*** Opening EXTRACT TO READ ***

Almost immediately after the New York Times completed their Privacy Project, the Covid-19 pandemic became a global emergency and upended commercial activity across every geography and industry. Offices closed, transportation slowed to a trickle, and consumers spent a large part of the ensuing two years confined to their homes. People shifted to shopping online wholesale, and they bought different items than they used to (fewer clothes and more home goods, for example).

After the initial shock, the marketing industry recognized that people were switching brands and behaviors, and that the behavioral models they once used for audience segmentation were no longer proving as valuable. With their established patterns and habits upended, consumers were more open to switching brands and exploring new options for getting what they needed.

The Path Forward

Whatever the new paradigm for consumer activation and engagement looks like, a few things are now clear. First, brand relationships have been reset in large part, and consumers are more adamant than ever about doing business with companies that share their values and demonstrably appreciate their trust and privacy.

At the same time, new behavioral models and practices are being built on different foundations. Gone are the days when vast lakes of behavioral data at scale could provide digital advertising performance on-demand. The new commercial world will depend on relationships, trust, and intelligence based on consumers’ future interests rather than their past actions.

In order to flourish, smart businesses will need to develop a more honest and transparent relationship with their customers. They can look at it as a balanced exchange with the customer whereby the business says, “Tell us your specific interests, needs and perceptions as they relate to buying our products and we’ll only send you content that relates to those needs.” The business then has to respect that promise in order to secure a relationship.

Customers want to know that the companies they are buying from are listening to them, not that they’re just saying they’re listening and blitzing them with messages. Technology can help nurture customer relationships that are based on true values and interests, rather than models of past behavior.

*** Closing EXTRACT TO READ ***

EXERCISE GOAL: Print the passage on consumer privacy and marketing after Covid-19 word for word, starting with "The Path Forward" and going on through "trust and privacy.".

*** Opening RECORD SET ***

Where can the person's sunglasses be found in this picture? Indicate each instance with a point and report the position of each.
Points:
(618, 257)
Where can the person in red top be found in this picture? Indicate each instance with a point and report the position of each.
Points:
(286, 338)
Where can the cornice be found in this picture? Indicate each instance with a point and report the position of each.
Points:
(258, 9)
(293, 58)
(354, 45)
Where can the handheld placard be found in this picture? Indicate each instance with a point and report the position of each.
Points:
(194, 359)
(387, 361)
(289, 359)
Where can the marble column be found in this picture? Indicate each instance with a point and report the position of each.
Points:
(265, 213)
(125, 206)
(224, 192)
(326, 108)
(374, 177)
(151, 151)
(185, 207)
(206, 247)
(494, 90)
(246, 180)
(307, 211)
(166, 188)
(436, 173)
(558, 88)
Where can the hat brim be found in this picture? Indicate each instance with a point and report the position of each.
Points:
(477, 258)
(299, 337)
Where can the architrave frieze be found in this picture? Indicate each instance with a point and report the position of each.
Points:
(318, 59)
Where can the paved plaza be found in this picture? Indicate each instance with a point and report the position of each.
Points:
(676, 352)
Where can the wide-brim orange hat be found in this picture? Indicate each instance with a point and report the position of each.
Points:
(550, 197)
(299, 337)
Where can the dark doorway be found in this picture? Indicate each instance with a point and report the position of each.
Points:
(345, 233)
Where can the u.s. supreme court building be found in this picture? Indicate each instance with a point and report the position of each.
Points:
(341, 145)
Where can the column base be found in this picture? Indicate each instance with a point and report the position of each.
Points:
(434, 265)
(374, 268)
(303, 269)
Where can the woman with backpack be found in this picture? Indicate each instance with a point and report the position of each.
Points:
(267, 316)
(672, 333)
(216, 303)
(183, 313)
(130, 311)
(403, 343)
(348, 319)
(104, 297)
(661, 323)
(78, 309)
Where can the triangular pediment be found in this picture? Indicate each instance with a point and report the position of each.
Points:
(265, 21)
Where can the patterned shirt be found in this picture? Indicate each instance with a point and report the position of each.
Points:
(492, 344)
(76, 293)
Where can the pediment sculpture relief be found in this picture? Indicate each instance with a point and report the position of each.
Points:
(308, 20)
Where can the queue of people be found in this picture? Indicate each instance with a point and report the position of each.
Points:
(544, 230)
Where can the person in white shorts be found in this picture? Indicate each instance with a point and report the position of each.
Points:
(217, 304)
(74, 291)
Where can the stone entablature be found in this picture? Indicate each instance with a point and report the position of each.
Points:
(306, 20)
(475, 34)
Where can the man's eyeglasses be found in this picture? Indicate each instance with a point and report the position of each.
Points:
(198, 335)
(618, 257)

*** Closing RECORD SET ***

FINISHED TASK:
The Path Forward

Whatever the new paradigm for consumer activation and engagement looks like, a few things are now clear. First, brand relationships have been reset in large part, and consumers are more adamant than ever about doing business with companies that share their values and demonstrably appreciate their trust and privacy.